[[ PASSAGE PROVIDED open ]]

Forged Weapons: Tau Light Ochre -> Ungor Flesh -> Gryph-hound Orange -> Abaddon Black
This is a little more involved than some other parts but still surprisingly quick and simple, you base coat with Ochre then layer a bit of Ungor towards the center after that I do a sequence of glazes of Gryph-Hound towards the edges then drybrush on the black.
Purity Seals: Rakarth -> Shyish Purple -> Dechala Lilac -> Kislev Flesh
The bases are pretty simple too, Zandri dust over Vallejo grey sand washed sepia, then while I am varnishing, I apply a filter of Vallejo Model Air Yellow Brown that helps to smooth out the texture of the base and also helps tie the marines into the desert basing scheme. After that it’s just tossing clusters of plants on, as ever with me these are from Gamers Grass, Burned 6mm, Beige 4mm, Dry 6mm, and Brown 4mm.
Tyranids
If marines seem to whip by quickly then Tyranids are jumping into warp speed, everything here is supposed to be fast and maximizes the use of washes, contrasts, and dirty glazes or layers to smash through this side of the box ASAP.
All right let’s slam out all the base coats in one go, base coat the whole model ushabti then coat with Carroburg, there’s the skin ready for highlights. I swipe the claws with Flesh Tearers Red before coating all the carapace in Shyish Purple, then moving on to our one conventional base coat of Daemonette Hide for the tentacles, wing membranes, and things like that.
Phew, that’s the base coats done, like all of them. On to our remaining primary washes! The purple flesh is washed in Guilliman Flesh and the major claws get three or four coats of thinned Black Legion in a sequence to crudely glaze in the Claw colour transitions.
Highlights time! For big bugs the skin gets a couple of thin layers/glazes of Ushabti Bone and then the same of Screaming Skull, but I usually cut it down to one of each for smaller bugs. At this point, I tap a bit of Screaming Skull on the eyes and teeth before using Imperial Fists and Skeleton Horde on the two respectively to finish them off.

[[ PASSAGE PROVIDED closed ]]

| EXERCISE DETAILS |
Continue the miniature painting guide above, picking up right after its last sentence about the Tyranid highlights.

[[ INFORMATION open ]]

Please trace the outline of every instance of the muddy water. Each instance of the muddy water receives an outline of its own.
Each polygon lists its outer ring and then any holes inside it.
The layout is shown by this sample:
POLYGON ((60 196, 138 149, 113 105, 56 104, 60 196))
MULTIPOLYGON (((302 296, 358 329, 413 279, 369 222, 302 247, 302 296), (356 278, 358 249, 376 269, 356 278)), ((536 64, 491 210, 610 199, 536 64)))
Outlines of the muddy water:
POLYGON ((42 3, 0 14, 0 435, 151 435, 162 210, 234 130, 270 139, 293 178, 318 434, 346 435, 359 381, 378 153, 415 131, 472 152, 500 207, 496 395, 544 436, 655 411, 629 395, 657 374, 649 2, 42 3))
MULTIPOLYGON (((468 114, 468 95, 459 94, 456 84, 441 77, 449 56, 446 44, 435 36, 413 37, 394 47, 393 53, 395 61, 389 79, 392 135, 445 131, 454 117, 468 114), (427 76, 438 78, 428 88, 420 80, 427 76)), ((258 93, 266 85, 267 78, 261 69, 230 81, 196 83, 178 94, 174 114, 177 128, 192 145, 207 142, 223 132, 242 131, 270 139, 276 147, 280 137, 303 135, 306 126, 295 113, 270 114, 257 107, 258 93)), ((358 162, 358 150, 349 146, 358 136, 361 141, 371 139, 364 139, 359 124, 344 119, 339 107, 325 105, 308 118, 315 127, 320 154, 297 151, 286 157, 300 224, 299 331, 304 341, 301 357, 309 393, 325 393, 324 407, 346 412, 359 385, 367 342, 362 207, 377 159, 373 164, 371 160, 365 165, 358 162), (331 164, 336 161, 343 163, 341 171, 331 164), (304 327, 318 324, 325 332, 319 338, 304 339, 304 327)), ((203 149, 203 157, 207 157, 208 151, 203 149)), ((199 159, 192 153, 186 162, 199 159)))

[[ INFORMATION closed ]]

| ANSWER BOX |
The weapons get an edge highlight of Sazdakka, Squig Orange, Bestigor, and then Kislev on just the tip of the biggest ones. For the carapace, I go along the ‘outside’ edge of each panel with streaks of Genestealer Purple and then Dechala Lilac to build up a nice striation to define the shapes in sharp relief. Our last common highlight is the purple flesh with Slannesh grey and Cadian Fleshtone glazed on, often in a few more layers than most of the other colours, perhaps five or six glazes.
That’s the core scheme! There’s a few more details that sometimes pop up, but they are pretty quick too. Brains and Psyker stuff is just a bunch of coats of Coelia Greenshade moving denser towards the parameters of the brains over the normal skin highlight, then where there’s the odd muscle texture I want to pick out I’ll do in Fire Slayer Flesh highlighted Cadian and Kislev, if there’s a small gland thing I’ll do it in Gryph-Hound orange and then highlight it with glazes of Ungor. But that’s it for the models themselves!
The bases are super quick here, Vallejo Dark Earth washed Agrax then drybrushed Zandri dust and Ushabti along paths between Gamers Grass tufts is enough to sell the theme I am looking for! You can find a list of the specific tufts I used below:
6mm Dry Green Wild Tuft
4mm Green Wild Tuft
4mm Light Green
6mm Mixed Green Wild Tuft
6mm Strong Green Wild Tuft
Dark Green Shrubs
Monstera
Elephant Ear
Banana Leaf
A last word
Remember this is all just my approach to figuring out how to get a lot of models done on a time budget, it’s not some rigid one-true way situation. This has a lot of elements of project management that I’ve absorbed from others, so it’s not like I’ve been training in a cave on my own or something, it’s always great to see how other people approach getting a pile of stuff done and then pick and choose what works for you! Hopefully you found something useful here, even if its just a colour choice or two!